■ Task prompt
Find every line in the material below that contains the string "shirt", and copy each one. Matching is case-sensitive.

##############################

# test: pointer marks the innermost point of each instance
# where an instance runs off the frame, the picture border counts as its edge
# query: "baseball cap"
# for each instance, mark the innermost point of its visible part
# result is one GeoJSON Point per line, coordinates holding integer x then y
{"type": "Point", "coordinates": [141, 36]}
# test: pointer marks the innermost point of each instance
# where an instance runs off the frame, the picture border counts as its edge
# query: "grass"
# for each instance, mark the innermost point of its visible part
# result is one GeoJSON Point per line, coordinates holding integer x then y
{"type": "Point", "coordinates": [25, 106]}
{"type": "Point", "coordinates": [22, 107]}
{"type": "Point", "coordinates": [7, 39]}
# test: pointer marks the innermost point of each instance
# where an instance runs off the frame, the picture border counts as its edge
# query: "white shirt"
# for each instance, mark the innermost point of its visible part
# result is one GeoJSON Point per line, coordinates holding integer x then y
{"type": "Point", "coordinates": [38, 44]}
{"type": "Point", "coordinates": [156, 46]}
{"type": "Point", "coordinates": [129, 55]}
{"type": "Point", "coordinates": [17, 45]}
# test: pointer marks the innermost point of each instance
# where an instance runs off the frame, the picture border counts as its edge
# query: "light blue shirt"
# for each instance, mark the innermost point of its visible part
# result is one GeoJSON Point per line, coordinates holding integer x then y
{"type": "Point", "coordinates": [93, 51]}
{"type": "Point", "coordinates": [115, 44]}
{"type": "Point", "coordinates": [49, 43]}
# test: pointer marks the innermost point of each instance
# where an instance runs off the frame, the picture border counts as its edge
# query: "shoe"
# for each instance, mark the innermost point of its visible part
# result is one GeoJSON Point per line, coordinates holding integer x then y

##############################

■ Completed task
# query: "white shirt"
# query: "light blue shirt"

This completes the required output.